Stored entries:

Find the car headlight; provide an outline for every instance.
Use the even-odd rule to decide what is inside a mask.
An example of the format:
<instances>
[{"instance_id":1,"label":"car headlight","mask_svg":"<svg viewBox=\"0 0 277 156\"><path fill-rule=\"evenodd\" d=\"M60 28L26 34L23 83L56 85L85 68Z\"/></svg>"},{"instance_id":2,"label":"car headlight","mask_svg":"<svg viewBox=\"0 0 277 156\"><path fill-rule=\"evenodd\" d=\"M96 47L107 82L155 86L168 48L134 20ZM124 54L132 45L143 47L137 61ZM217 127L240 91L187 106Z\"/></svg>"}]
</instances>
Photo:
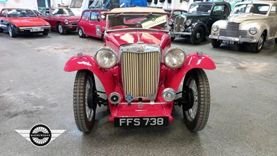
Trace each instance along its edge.
<instances>
[{"instance_id":1,"label":"car headlight","mask_svg":"<svg viewBox=\"0 0 277 156\"><path fill-rule=\"evenodd\" d=\"M111 68L117 62L117 54L109 46L99 49L95 55L95 58L97 64L104 69Z\"/></svg>"},{"instance_id":2,"label":"car headlight","mask_svg":"<svg viewBox=\"0 0 277 156\"><path fill-rule=\"evenodd\" d=\"M188 20L186 20L186 21L185 21L185 24L186 24L186 26L190 26L190 24L191 24L191 19L188 19Z\"/></svg>"},{"instance_id":3,"label":"car headlight","mask_svg":"<svg viewBox=\"0 0 277 156\"><path fill-rule=\"evenodd\" d=\"M217 25L213 25L213 26L212 26L212 31L213 31L216 32L216 31L218 31L218 28L219 28L219 27L218 27Z\"/></svg>"},{"instance_id":4,"label":"car headlight","mask_svg":"<svg viewBox=\"0 0 277 156\"><path fill-rule=\"evenodd\" d=\"M67 20L67 19L64 19L64 23L65 23L66 24L69 24L69 21Z\"/></svg>"},{"instance_id":5,"label":"car headlight","mask_svg":"<svg viewBox=\"0 0 277 156\"><path fill-rule=\"evenodd\" d=\"M181 32L183 32L183 31L185 31L185 28L184 27L184 26L181 26L180 27L180 31Z\"/></svg>"},{"instance_id":6,"label":"car headlight","mask_svg":"<svg viewBox=\"0 0 277 156\"><path fill-rule=\"evenodd\" d=\"M168 21L168 24L169 24L169 25L172 25L172 24L173 24L173 22L174 22L174 20L173 20L173 19L170 19L170 20L169 20L169 21Z\"/></svg>"},{"instance_id":7,"label":"car headlight","mask_svg":"<svg viewBox=\"0 0 277 156\"><path fill-rule=\"evenodd\" d=\"M172 69L177 69L183 66L186 58L186 53L181 49L172 48L166 52L163 60L166 66Z\"/></svg>"},{"instance_id":8,"label":"car headlight","mask_svg":"<svg viewBox=\"0 0 277 156\"><path fill-rule=\"evenodd\" d=\"M249 33L251 35L255 35L257 33L257 32L258 32L258 29L255 27L251 27L249 28Z\"/></svg>"}]
</instances>

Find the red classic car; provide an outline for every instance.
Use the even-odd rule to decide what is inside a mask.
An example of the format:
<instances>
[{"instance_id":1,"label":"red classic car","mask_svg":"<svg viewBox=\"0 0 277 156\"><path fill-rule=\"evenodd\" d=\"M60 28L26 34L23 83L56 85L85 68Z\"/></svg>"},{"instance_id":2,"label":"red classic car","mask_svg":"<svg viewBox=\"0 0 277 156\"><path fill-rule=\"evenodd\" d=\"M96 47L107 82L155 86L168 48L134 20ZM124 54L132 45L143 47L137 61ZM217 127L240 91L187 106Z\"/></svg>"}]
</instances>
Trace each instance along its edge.
<instances>
[{"instance_id":1,"label":"red classic car","mask_svg":"<svg viewBox=\"0 0 277 156\"><path fill-rule=\"evenodd\" d=\"M115 8L104 15L104 46L94 56L78 53L64 67L78 71L73 110L78 129L91 130L98 105L108 107L116 127L167 125L173 121L173 106L179 105L188 129L202 130L210 110L203 69L215 69L213 61L202 52L187 55L171 47L168 13L162 9ZM105 92L97 90L95 76ZM182 91L177 92L180 84ZM181 97L175 99L178 94Z\"/></svg>"},{"instance_id":2,"label":"red classic car","mask_svg":"<svg viewBox=\"0 0 277 156\"><path fill-rule=\"evenodd\" d=\"M50 24L30 9L3 8L0 11L0 33L4 30L8 31L11 37L26 33L48 35Z\"/></svg>"},{"instance_id":3,"label":"red classic car","mask_svg":"<svg viewBox=\"0 0 277 156\"><path fill-rule=\"evenodd\" d=\"M105 17L101 12L109 10L90 9L84 10L78 25L80 37L86 35L102 38L106 26Z\"/></svg>"},{"instance_id":4,"label":"red classic car","mask_svg":"<svg viewBox=\"0 0 277 156\"><path fill-rule=\"evenodd\" d=\"M175 20L175 17L178 15L186 15L188 11L183 10L183 9L178 9L178 8L173 8L173 9L170 9L170 8L167 8L167 9L163 9L165 11L168 12L168 13L170 13L169 16L168 16L168 21L170 21L170 20Z\"/></svg>"},{"instance_id":5,"label":"red classic car","mask_svg":"<svg viewBox=\"0 0 277 156\"><path fill-rule=\"evenodd\" d=\"M47 8L42 10L39 17L48 21L51 28L60 34L76 31L80 17L75 16L70 8Z\"/></svg>"}]
</instances>

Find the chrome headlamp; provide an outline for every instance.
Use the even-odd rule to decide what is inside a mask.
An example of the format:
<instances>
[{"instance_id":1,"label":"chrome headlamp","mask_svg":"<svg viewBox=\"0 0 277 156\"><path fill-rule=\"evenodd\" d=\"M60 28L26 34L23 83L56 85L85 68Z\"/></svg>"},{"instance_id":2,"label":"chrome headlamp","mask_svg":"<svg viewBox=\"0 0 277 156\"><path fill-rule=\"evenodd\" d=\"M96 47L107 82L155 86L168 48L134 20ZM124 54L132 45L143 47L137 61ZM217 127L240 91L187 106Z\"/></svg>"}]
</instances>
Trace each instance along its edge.
<instances>
[{"instance_id":1,"label":"chrome headlamp","mask_svg":"<svg viewBox=\"0 0 277 156\"><path fill-rule=\"evenodd\" d=\"M249 33L251 35L255 35L258 32L258 29L256 27L251 27L249 28Z\"/></svg>"},{"instance_id":2,"label":"chrome headlamp","mask_svg":"<svg viewBox=\"0 0 277 156\"><path fill-rule=\"evenodd\" d=\"M173 19L170 19L170 20L169 20L169 21L168 21L168 24L169 24L169 25L172 25L172 24L173 24L173 22L174 22L174 20L173 20Z\"/></svg>"},{"instance_id":3,"label":"chrome headlamp","mask_svg":"<svg viewBox=\"0 0 277 156\"><path fill-rule=\"evenodd\" d=\"M69 24L69 21L67 20L67 19L64 19L64 23L65 23L66 24Z\"/></svg>"},{"instance_id":4,"label":"chrome headlamp","mask_svg":"<svg viewBox=\"0 0 277 156\"><path fill-rule=\"evenodd\" d=\"M173 69L183 66L186 60L186 53L181 49L169 49L163 57L166 66Z\"/></svg>"},{"instance_id":5,"label":"chrome headlamp","mask_svg":"<svg viewBox=\"0 0 277 156\"><path fill-rule=\"evenodd\" d=\"M183 31L185 31L185 28L184 27L184 26L181 26L180 27L180 31L181 32L183 32Z\"/></svg>"},{"instance_id":6,"label":"chrome headlamp","mask_svg":"<svg viewBox=\"0 0 277 156\"><path fill-rule=\"evenodd\" d=\"M185 21L185 24L186 24L186 26L190 26L190 24L191 24L191 19L188 19L188 20L186 20L186 21Z\"/></svg>"},{"instance_id":7,"label":"chrome headlamp","mask_svg":"<svg viewBox=\"0 0 277 156\"><path fill-rule=\"evenodd\" d=\"M212 26L212 31L213 31L216 32L216 31L218 31L218 29L219 29L219 27L218 27L217 25L213 25L213 26Z\"/></svg>"},{"instance_id":8,"label":"chrome headlamp","mask_svg":"<svg viewBox=\"0 0 277 156\"><path fill-rule=\"evenodd\" d=\"M95 55L97 64L102 68L109 69L117 62L116 53L109 46L104 46L97 50Z\"/></svg>"}]
</instances>

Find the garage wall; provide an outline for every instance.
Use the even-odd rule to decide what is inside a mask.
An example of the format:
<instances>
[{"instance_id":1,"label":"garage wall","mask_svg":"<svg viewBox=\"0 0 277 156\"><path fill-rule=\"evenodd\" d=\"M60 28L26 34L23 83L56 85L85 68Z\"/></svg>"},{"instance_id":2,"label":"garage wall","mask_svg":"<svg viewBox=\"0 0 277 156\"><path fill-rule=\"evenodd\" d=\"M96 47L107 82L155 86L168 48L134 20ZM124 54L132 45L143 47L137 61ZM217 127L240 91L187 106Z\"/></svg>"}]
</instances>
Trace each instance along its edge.
<instances>
[{"instance_id":1,"label":"garage wall","mask_svg":"<svg viewBox=\"0 0 277 156\"><path fill-rule=\"evenodd\" d=\"M56 5L55 1L55 0L51 0L51 6ZM37 0L8 0L7 3L0 3L0 9L3 8L26 8L37 9Z\"/></svg>"},{"instance_id":2,"label":"garage wall","mask_svg":"<svg viewBox=\"0 0 277 156\"><path fill-rule=\"evenodd\" d=\"M183 0L182 2L180 2L180 0L172 0L171 3L168 3L168 0L165 0L163 3L161 3L159 0L158 0L158 3L155 4L154 3L154 0L152 0L151 3L148 3L148 6L163 7L163 8L181 8L184 10L188 10L190 3L193 3L193 0L189 0L188 2L186 0Z\"/></svg>"}]
</instances>

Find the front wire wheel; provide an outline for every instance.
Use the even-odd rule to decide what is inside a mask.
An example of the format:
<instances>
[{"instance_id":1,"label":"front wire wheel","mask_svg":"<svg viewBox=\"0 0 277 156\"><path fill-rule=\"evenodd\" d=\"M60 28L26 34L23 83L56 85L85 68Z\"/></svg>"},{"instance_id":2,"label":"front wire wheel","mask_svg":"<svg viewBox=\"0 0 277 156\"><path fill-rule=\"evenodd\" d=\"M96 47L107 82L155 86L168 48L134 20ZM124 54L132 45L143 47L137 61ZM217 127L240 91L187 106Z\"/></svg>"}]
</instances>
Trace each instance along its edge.
<instances>
[{"instance_id":1,"label":"front wire wheel","mask_svg":"<svg viewBox=\"0 0 277 156\"><path fill-rule=\"evenodd\" d=\"M64 35L66 33L66 30L65 30L64 26L60 23L57 24L57 31L59 31L60 34L61 35Z\"/></svg>"},{"instance_id":2,"label":"front wire wheel","mask_svg":"<svg viewBox=\"0 0 277 156\"><path fill-rule=\"evenodd\" d=\"M93 74L78 71L74 83L73 110L78 128L83 132L91 130L96 113L96 83Z\"/></svg>"},{"instance_id":3,"label":"front wire wheel","mask_svg":"<svg viewBox=\"0 0 277 156\"><path fill-rule=\"evenodd\" d=\"M254 44L253 52L255 53L260 53L262 47L264 46L265 41L265 33L262 33L262 35L260 36L258 42Z\"/></svg>"},{"instance_id":4,"label":"front wire wheel","mask_svg":"<svg viewBox=\"0 0 277 156\"><path fill-rule=\"evenodd\" d=\"M185 78L183 98L187 103L183 104L185 123L191 131L203 130L208 121L210 112L210 87L205 71L196 69L188 72Z\"/></svg>"},{"instance_id":5,"label":"front wire wheel","mask_svg":"<svg viewBox=\"0 0 277 156\"><path fill-rule=\"evenodd\" d=\"M195 32L190 36L190 42L193 44L199 44L205 37L205 31L203 27L199 26L195 30Z\"/></svg>"}]
</instances>

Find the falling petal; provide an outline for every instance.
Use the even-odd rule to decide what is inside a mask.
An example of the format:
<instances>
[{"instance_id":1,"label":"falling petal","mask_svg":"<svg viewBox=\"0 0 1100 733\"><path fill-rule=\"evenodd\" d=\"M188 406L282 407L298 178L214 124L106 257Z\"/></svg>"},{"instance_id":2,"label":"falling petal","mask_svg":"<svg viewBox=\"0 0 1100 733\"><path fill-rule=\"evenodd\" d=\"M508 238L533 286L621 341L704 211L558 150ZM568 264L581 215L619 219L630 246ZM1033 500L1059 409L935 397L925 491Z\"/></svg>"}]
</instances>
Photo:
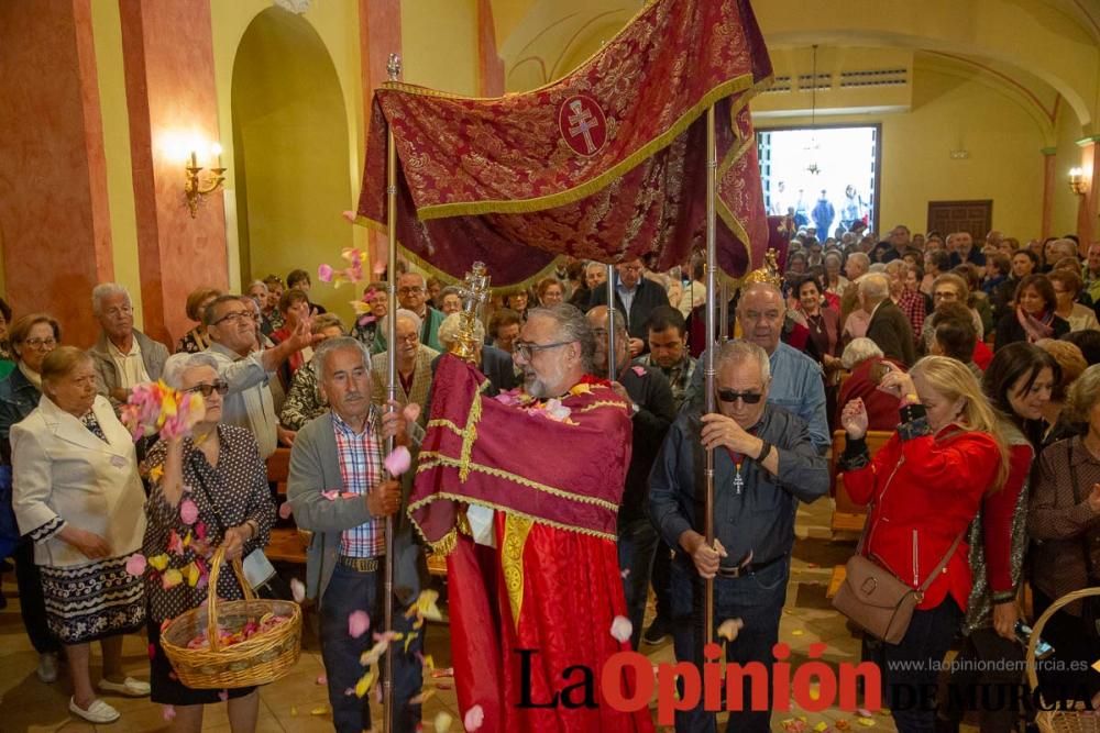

What is needed
Please report each line in the items that contains the word "outline".

Exercise output
Find the car headlight; provide an outline for every instance.
Find the red classic car; provide an outline for every instance.
Find the chrome headlamp; provide an outline for every instance.
Find the garage wall; provide an outline for every instance.
Find the front wire wheel; provide an outline for every instance.
Find the falling petal; provide an outline for every instance.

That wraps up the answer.